(Dataset entries)

......

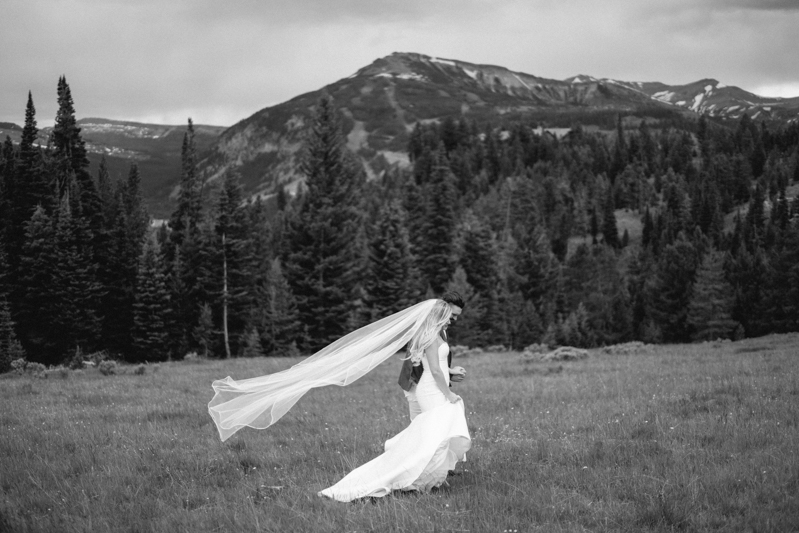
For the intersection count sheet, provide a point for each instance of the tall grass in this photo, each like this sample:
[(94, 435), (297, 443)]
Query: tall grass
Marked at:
[(683, 438)]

......

→ Task statement:
Reproduce every line of the material above word for word, but leave out the pictures.

→ Answer to the problem:
For the intersection count sheet, provide a point for each instance of the tall grass in this photo, each like this sample:
[(94, 435), (297, 443)]
Query: tall grass
Marked at:
[(683, 438)]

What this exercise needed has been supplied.